• What is asked:
Extract from the entries below each line containing the word "hand", and reproduce every such line in full.

• Exercise input:
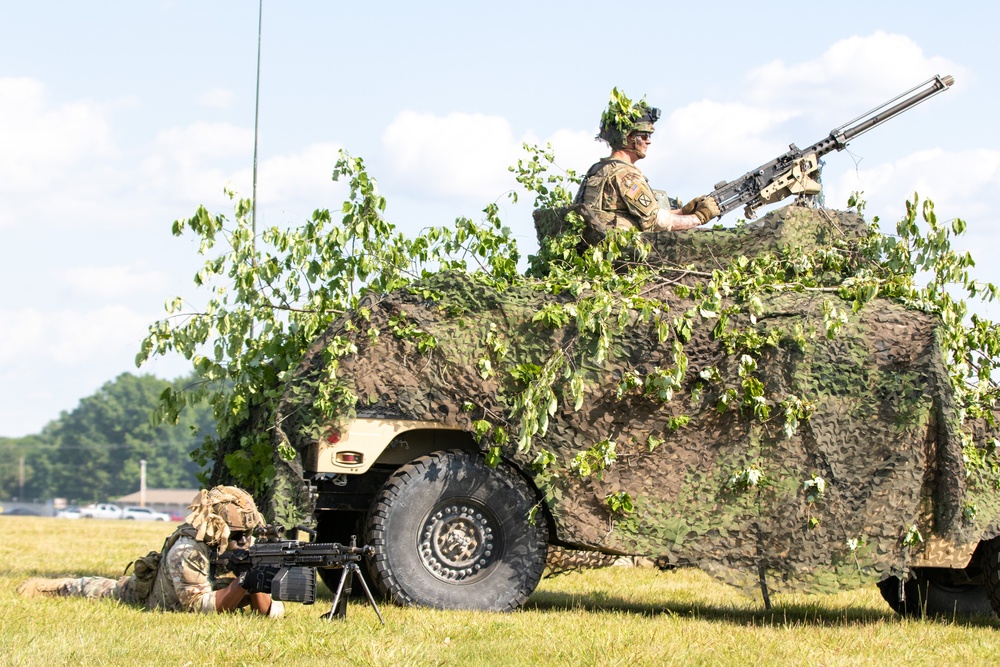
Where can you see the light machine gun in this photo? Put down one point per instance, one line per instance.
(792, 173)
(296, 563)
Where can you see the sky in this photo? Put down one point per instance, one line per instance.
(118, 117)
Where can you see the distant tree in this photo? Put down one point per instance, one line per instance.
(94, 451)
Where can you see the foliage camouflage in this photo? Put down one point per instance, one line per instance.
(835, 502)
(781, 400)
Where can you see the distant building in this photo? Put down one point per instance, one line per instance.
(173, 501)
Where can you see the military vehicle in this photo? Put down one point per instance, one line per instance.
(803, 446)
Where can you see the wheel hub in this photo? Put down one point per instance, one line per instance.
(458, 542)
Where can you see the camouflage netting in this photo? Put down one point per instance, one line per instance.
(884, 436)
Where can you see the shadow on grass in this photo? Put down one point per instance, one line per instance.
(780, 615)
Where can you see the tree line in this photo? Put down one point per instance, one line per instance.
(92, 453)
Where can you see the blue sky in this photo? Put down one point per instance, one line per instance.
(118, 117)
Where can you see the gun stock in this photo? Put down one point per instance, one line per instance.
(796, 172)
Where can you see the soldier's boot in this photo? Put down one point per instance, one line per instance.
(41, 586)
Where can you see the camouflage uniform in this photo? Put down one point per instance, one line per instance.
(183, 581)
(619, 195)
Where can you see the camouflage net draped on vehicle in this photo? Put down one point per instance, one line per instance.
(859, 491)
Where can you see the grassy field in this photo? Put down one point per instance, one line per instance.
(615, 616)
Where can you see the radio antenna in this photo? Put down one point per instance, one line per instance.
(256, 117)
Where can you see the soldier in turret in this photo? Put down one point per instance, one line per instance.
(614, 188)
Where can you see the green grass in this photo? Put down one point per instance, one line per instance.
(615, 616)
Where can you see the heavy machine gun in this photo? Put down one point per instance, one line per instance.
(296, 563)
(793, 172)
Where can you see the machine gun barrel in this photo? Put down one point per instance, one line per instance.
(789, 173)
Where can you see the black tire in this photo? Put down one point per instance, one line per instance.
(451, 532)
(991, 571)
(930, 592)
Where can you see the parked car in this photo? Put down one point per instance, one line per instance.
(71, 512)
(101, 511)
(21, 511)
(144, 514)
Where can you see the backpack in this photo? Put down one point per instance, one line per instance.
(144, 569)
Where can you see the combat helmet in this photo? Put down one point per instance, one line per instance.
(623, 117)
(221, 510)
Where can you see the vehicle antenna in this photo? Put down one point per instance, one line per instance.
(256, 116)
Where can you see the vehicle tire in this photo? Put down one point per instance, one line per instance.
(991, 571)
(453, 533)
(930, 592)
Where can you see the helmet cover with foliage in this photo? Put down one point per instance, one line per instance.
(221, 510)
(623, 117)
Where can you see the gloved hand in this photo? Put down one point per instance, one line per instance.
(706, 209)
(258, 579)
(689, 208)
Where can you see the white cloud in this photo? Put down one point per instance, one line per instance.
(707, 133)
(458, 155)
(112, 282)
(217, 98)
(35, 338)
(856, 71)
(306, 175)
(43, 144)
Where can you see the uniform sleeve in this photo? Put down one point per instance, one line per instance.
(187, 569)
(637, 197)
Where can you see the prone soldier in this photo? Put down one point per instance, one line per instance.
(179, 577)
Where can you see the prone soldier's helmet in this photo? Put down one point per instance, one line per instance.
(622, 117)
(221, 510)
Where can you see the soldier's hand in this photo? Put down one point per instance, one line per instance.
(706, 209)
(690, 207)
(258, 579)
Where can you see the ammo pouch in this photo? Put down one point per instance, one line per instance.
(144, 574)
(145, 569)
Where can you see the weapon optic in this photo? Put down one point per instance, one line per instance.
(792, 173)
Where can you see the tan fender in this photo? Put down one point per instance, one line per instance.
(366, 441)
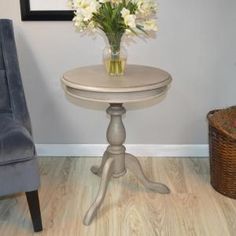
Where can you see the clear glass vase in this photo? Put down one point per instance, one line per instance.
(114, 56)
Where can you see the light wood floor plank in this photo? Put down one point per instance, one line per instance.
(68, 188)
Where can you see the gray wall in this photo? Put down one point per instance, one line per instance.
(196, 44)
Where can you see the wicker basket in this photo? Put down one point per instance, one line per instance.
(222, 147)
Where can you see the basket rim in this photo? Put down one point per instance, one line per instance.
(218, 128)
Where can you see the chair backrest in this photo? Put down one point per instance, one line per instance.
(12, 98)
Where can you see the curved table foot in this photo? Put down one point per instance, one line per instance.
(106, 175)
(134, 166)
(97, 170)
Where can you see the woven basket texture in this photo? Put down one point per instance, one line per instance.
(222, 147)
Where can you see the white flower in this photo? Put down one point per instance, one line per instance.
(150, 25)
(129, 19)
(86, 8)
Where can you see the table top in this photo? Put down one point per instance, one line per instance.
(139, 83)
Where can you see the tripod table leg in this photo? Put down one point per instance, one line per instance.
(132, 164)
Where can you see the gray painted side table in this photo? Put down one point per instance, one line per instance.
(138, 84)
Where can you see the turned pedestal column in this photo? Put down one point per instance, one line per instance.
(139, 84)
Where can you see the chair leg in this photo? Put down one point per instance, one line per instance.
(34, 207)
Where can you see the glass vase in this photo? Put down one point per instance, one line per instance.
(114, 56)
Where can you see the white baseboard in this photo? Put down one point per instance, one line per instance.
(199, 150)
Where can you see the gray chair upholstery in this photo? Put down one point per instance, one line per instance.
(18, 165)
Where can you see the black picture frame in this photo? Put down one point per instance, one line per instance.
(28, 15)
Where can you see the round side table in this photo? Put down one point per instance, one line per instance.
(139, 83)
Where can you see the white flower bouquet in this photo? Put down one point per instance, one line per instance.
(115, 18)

...

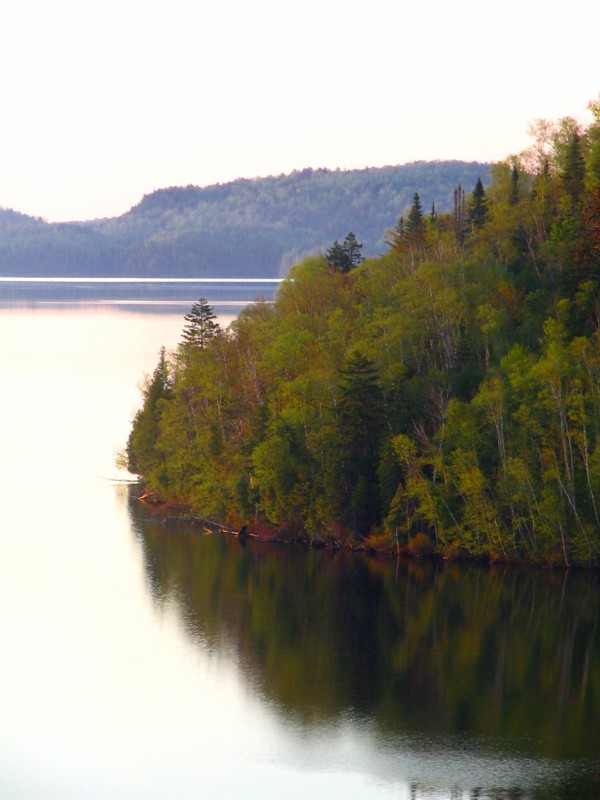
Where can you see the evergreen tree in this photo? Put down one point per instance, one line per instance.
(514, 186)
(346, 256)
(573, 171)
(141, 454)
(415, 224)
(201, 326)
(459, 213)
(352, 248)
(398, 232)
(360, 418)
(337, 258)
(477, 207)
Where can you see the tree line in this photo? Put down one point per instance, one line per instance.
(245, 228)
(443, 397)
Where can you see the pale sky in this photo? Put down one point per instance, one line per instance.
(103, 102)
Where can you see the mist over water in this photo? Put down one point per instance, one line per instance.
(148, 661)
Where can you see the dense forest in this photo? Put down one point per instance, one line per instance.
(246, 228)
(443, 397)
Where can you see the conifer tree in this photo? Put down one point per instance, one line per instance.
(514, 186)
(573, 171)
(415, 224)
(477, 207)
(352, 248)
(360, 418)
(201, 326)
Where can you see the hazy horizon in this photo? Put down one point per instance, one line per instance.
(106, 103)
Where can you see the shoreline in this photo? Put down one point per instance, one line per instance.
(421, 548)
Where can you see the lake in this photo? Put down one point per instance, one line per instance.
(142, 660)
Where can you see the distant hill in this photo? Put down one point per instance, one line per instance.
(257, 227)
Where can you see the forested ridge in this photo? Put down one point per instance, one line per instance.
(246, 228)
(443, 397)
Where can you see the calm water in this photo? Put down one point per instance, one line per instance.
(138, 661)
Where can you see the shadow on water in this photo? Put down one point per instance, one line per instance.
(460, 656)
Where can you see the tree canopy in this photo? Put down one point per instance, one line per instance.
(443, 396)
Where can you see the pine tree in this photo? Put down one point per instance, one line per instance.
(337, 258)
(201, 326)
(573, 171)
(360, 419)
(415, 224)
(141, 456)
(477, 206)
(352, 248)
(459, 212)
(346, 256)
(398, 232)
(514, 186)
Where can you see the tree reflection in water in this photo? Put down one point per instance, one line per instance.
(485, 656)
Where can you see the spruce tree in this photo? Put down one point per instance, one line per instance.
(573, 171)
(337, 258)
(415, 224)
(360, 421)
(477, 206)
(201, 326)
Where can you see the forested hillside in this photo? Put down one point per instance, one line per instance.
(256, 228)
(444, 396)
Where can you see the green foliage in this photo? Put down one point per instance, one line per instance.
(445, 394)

• Output of the exercise:
Where can you see the gloved hand in this photo? Put down one point per instance, one line per instance.
Where can you see the soldier's hand in this photo? Put down one point per instance, one line per instance.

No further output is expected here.